Location identification entries:
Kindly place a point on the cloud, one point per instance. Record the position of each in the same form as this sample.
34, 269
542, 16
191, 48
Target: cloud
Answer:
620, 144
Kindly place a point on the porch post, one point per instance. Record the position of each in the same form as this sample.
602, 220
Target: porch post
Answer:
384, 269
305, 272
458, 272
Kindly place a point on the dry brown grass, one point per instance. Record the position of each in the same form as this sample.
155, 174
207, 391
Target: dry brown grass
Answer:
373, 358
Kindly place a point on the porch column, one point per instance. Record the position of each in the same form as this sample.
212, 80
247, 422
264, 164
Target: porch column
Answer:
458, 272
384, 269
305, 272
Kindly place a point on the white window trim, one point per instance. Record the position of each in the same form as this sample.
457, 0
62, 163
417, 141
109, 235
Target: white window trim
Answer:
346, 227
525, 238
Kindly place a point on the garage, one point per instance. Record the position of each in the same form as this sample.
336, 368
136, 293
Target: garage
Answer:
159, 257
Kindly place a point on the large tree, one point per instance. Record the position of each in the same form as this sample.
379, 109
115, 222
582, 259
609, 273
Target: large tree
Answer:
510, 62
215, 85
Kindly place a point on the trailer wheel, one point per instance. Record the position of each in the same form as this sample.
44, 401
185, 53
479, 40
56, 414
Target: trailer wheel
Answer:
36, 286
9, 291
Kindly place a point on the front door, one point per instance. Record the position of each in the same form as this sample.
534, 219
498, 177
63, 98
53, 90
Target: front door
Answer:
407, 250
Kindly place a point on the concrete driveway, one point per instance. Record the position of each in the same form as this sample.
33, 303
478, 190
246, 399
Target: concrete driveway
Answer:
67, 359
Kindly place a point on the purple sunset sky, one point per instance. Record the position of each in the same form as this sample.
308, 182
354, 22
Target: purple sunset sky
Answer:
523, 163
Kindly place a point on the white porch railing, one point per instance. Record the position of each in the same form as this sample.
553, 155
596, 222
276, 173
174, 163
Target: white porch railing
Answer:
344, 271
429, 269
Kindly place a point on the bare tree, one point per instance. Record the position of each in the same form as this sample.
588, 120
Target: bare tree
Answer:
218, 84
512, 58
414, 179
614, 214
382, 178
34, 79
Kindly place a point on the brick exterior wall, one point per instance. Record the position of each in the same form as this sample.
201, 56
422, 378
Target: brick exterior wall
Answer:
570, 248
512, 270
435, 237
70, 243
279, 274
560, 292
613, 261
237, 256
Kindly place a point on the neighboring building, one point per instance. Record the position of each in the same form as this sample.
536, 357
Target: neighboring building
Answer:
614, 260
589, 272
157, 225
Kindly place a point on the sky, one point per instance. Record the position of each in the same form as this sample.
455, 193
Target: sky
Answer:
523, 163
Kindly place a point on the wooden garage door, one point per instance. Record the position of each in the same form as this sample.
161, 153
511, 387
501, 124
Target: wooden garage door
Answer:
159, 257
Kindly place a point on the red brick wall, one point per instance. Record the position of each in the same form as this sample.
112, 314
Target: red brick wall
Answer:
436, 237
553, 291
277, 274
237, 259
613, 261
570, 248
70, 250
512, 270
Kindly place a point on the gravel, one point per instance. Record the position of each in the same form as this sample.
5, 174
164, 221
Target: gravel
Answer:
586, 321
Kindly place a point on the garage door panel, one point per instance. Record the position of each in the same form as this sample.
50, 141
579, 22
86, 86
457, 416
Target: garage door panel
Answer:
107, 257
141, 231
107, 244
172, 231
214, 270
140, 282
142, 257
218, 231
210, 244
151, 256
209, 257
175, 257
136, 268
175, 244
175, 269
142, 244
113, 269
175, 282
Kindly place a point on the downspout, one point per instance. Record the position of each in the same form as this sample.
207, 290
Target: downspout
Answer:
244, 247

WORK TO BE COMPLETED >>
Extract each entry in full, exactly as given.

THE OUTPUT >>
Kindly place a point on the cloud, one point per instance. Record the position of each in the same form as this sample.
34, 269
542, 16
191, 48
Target: cloud
Answer:
620, 144
Kindly place a point on the porch post, one point per instance. Record the position of each in the same form as this sample.
602, 220
Target: porch post
Answer:
384, 269
305, 272
458, 272
Kindly place a point on the dry brown grass, one point per instance. Record the position of each in the same form as this sample.
155, 174
207, 391
Target: dry brown grass
Answer:
373, 358
Kindly place a point on the porch column, one point per instance. Record the position of each in the same form as this sample.
212, 80
247, 422
264, 164
Target: porch column
Answer:
458, 272
384, 269
305, 272
Kindly place a point on the white window trim, one point per instance. Record the position of each in the same form as this sample.
457, 0
62, 163
417, 141
109, 235
Target: white window trim
Answer:
346, 227
525, 238
Kindly place a point on the garage, one point per instance. Record the position of each in the same form as this sample.
336, 368
136, 293
Target: garage
Answer:
159, 257
Kindly place a point on the large tree, one point per instance. Record the position of each in the same form as this sample.
379, 109
115, 222
582, 259
609, 273
Target: large tree
Answer:
510, 62
215, 85
Kindly place a point on the trailer wheel, one point per instance. Record the position of each in the same form as this sample.
44, 401
185, 53
479, 40
56, 414
Target: trailer wheel
Answer:
36, 286
9, 291
Kindly place a point on the front door, one point per instance. Record the position of each in the same form as this sample.
534, 219
498, 177
63, 98
53, 90
Target: front door
Answer:
407, 250
Kindly place a point on the concrete driveway, one point per instance. Record the position of each in the same form as this sample.
33, 303
478, 190
246, 399
Target: concrete driveway
Answer:
67, 359
Kindly place a point on the purple sunset sky, one point per instance. Record the position of each in the same form as this sample.
308, 182
354, 22
Target: purple sunset sky
Answer:
523, 163
Kindly place a point on the white porch railing, one point per instance. Record the position of each in the same form as this sample.
553, 155
596, 222
276, 173
174, 163
Target: white porch railing
Answer:
344, 271
429, 269
Kindly place a point on the bare tree, one point per instance. Record the position of each in the same form as this sample.
588, 120
Target: bare tree
Answer:
218, 84
512, 58
414, 179
614, 214
382, 178
34, 79
Kindly place a point on the brick exterior wall, one point per instance. Record the position of each in the same form as this sample.
201, 56
422, 378
Target: brick exterior wall
Answer:
570, 248
512, 270
435, 237
70, 243
279, 274
560, 292
613, 261
237, 256
Kindly place a point on the neighboring building, one point per instance. Record the position of each in the same form as this sample.
536, 357
Target: neighboring building
Answer:
614, 260
589, 272
157, 225
Kindly place a point on the sky, one point per instance. Record the position of each in the same form as this sample.
455, 193
Target: sky
Answer:
523, 163
Kindly place a point on the wooden garage door, one point per instance. Record the position of each in the same form as this sample.
161, 153
511, 387
501, 124
Target: wooden garage door
Answer:
159, 257
Kindly place a point on the red brick wall, one point per instance. Record the position of each in the same form as this sample.
112, 314
Target: red brick wall
Answer:
436, 237
553, 291
277, 274
237, 259
613, 261
570, 248
70, 250
512, 270
Kindly place a point on the gravel, one point per instance. Record the position of each in the same form as this sample.
5, 174
164, 221
Target: gravel
Answer:
586, 321
Kindly place a point on the garage door panel, one point per instance. Record the position of each in the same form as this sample.
50, 141
579, 22
86, 86
457, 416
Target: garage door panel
Answer:
107, 257
141, 231
107, 244
172, 231
214, 270
140, 282
142, 257
218, 231
210, 244
151, 256
209, 257
175, 257
136, 268
175, 244
175, 269
142, 244
113, 269
175, 282
Kindly place a point on the downspout, one point per instance. Record the position of each in the same form as this sample.
207, 290
Target: downspout
Answer:
244, 247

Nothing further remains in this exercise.